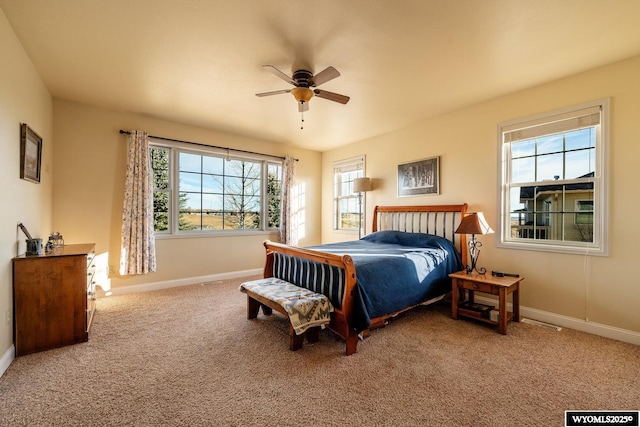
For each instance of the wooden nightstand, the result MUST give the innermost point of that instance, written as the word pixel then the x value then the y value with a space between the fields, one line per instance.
pixel 501 286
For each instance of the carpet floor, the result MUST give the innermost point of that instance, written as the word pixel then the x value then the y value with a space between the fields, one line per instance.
pixel 188 356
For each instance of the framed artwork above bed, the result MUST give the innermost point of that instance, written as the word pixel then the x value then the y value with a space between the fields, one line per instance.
pixel 421 177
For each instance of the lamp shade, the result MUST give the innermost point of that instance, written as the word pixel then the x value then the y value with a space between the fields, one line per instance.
pixel 360 185
pixel 474 223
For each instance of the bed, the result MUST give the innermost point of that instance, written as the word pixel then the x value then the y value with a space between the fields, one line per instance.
pixel 403 263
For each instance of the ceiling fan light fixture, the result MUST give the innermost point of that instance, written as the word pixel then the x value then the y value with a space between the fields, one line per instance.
pixel 302 94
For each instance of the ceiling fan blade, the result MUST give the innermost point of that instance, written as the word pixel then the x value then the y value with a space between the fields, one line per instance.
pixel 336 97
pixel 324 76
pixel 273 70
pixel 275 92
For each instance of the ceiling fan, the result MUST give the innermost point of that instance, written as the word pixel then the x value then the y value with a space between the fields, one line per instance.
pixel 304 81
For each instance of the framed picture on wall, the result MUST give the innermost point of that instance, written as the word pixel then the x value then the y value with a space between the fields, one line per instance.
pixel 30 154
pixel 419 178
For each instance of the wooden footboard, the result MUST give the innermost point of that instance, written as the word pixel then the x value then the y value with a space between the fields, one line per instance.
pixel 341 317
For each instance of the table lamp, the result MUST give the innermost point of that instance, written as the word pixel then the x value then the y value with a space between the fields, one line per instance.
pixel 474 223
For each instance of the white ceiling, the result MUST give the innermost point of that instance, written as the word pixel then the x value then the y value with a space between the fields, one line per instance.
pixel 199 62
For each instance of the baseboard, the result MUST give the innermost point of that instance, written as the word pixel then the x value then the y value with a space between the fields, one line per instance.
pixel 6 359
pixel 595 328
pixel 154 286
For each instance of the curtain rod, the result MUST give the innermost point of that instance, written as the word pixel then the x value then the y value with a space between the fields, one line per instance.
pixel 126 132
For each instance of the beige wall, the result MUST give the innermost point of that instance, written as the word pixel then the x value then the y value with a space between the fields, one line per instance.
pixel 23 99
pixel 88 190
pixel 604 290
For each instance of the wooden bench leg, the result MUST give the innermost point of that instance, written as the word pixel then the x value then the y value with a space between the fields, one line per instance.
pixel 252 308
pixel 352 343
pixel 313 334
pixel 295 341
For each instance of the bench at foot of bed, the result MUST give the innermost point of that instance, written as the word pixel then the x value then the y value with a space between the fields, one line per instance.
pixel 307 311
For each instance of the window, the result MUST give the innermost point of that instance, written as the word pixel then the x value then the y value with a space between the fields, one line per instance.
pixel 346 206
pixel 213 191
pixel 553 189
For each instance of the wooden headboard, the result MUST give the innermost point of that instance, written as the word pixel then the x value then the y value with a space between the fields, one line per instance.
pixel 439 220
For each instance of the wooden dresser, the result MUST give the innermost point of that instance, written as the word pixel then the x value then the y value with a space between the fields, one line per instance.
pixel 53 298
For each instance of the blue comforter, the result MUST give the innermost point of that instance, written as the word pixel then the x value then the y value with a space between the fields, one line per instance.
pixel 396 270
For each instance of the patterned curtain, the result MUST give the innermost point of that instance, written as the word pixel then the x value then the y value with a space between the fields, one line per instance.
pixel 138 247
pixel 288 233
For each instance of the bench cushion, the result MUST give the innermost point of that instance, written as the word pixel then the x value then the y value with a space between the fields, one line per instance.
pixel 305 308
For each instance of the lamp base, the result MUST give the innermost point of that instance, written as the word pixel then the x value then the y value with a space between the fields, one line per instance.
pixel 474 252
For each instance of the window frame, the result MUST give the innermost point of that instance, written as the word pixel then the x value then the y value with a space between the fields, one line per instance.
pixel 600 241
pixel 353 164
pixel 175 148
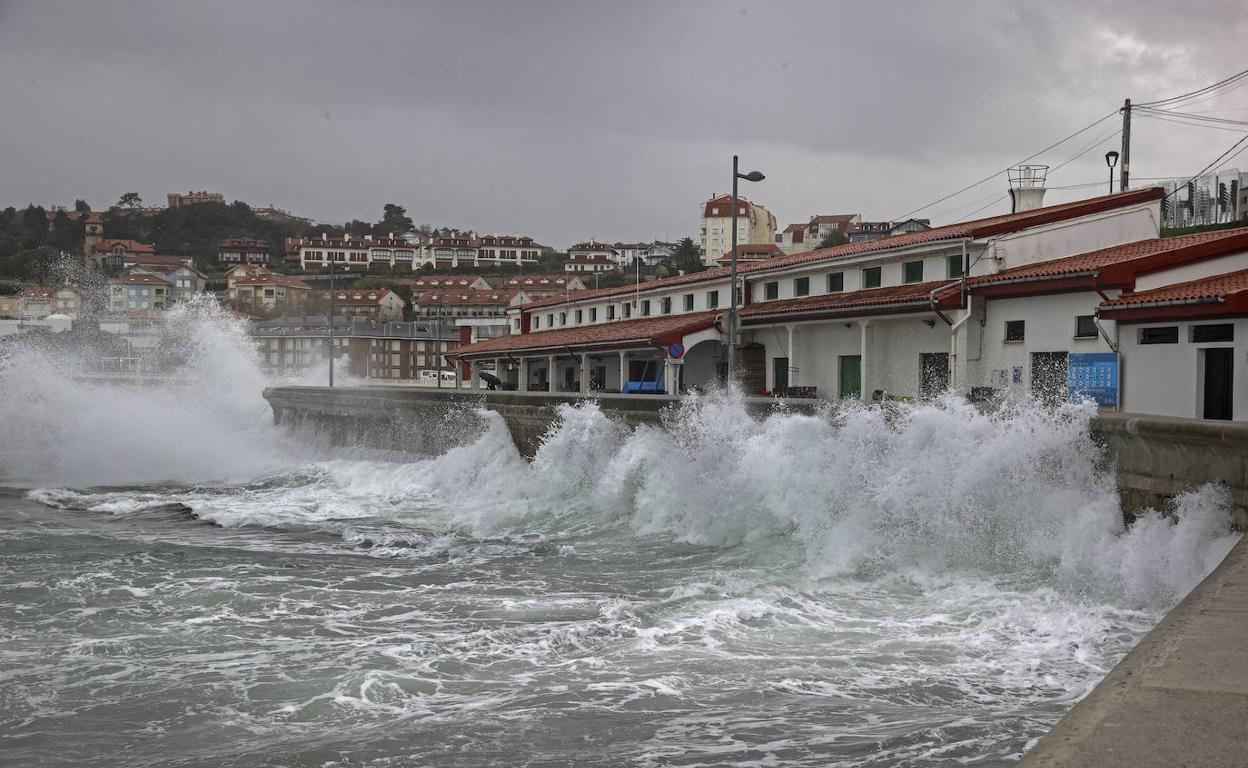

REQUIREMENT:
Transcribe all of the rows above verbatim, omitting the pictures.

FULL SOLUTION:
For each instance of the wooden nightstand, the result MUST give the innermost point of that instance, written as the word pixel then the x value then the y value with a space between the fields, one line per instance.
pixel 501 286
For each instance of the carpet floor, the result MUST give the innermost point of that instance, written as the word pixel then the x value then the y value with a space between the fields, one line per instance.
pixel 188 356
For each instance of the framed artwork above bed, the result MUST give the innermost point of that instance, written as the word pixel then the x value then the y value with a space between the fields, one line per instance.
pixel 421 177
For each instance of the lamp shade, the result MUST give the innermost point of that instance, written as the word pixel then the x value then the y value with a space between the fields, one line per instance.
pixel 360 185
pixel 474 223
For each instance of the bed, the result MUST give the innermost point of that instance, written as the word pixel then the x value then the y value with a space between the fields, one line per instance.
pixel 403 263
For each instance of the ceiling fan light fixture, the result MUST give the innermost point of that instance, written as the word pixel then the x value then the y value with a space between the fields, one line per instance.
pixel 302 94
For each instance of the ceiling fan blade, the result MUST give the innermost point of that instance, written as the word pixel then the x value then the y value with a space between the fields, one line per instance.
pixel 336 97
pixel 324 76
pixel 273 70
pixel 275 92
For each instance of the ceiling fan, the result MUST give the innermost point of that instance, written as the word pixel then the x value then the y value with a space between the fields, one line per instance.
pixel 304 81
For each instance of the framed picture on wall, the result MUST give the innermost point of that instance, written as the word pixel then the x value then the y value with a space between the fields, one line per instance.
pixel 30 154
pixel 419 178
For each instance of the wooden footboard, the result MUST give the innermost point of that instance, written as the word pixel then the x value then the y value with a space between the fields, one line per instance.
pixel 341 317
For each instance of the table lamp, the result MUST give the innermost point of that instance, written as the word pixel then the x value then the y value with a space between the fields, one line per instance.
pixel 474 223
For each instance of the white ceiling, the result MUST give the innermost point of that instance, written as the word pixel then the x value then the y value with a space between the fields, one line per instance.
pixel 199 62
For each instance of the baseboard, the result MUST give the innermost point of that instance, written as the word pixel then the x value then the y value with a space between the fields, one line per instance.
pixel 6 359
pixel 595 328
pixel 154 286
For each instance of the curtain rod, the result MUST give the innermost point of that instance, written as the word pixel then the x value then the y value with a space between the fields, one line per instance.
pixel 126 132
For each instance of the beige wall, the result MUST give the innermost point of that instance, written as the word pixel then the x value then the y value with a space between the fields, one line per instance.
pixel 23 99
pixel 88 190
pixel 604 290
For each instance of the wooden bench leg, the result MUST give the innermost point of that instance, written as the word pixel then the x value then the y value with a space between the fields, one line per instance.
pixel 252 308
pixel 352 343
pixel 313 334
pixel 295 341
For each instance of the bench at foot of bed, the result MUST give the innermost point of that instance, written as the word pixel then the x value then the y value with a space between the fields, one line per instance.
pixel 307 311
For each instance of the window, the result MUST give the innermost point of that instance, written as the word pixel then the x value then the y value with a space between the fields, one line per instance.
pixel 346 206
pixel 213 191
pixel 553 189
For each instance of the wooden headboard, the result MUST give the innermost point of that instance, written as the word pixel then the x value then the y value with a space between the fields, one line per instance.
pixel 439 220
For each instance of the wooden dresser, the result MUST give the innermost point of that instance, written as the word pixel then the x value then the y value with a space between the fields, one line per instance.
pixel 53 298
For each instance of the blue comforter, the result MUST give the innermost point of that instance, written as the word pixel then the x value then the y value with a space between the fields, one line per instance.
pixel 396 270
For each instance of the patterned curtain, the result MUST give the innermost point of that instance, written as the word pixel then the x value then the y value with a space between the fields, one line per instance.
pixel 138 247
pixel 288 233
For each instance of the bench cushion, the result MUST give the innermost point of that instance, written as the word pixel then the x value then the y value with a space between the fields, one line per instance.
pixel 305 308
For each instance of the lamp base, the result MUST give the innermost point of that instance, written as the word pixel then the x value then the y value with a space between the fields, one line per instance.
pixel 474 252
For each instance of the window frame, the result MUST give the innermost point of that instance, written as the word pixel then the x value then the y value with a space between the fields, one line per instance.
pixel 600 241
pixel 353 164
pixel 175 148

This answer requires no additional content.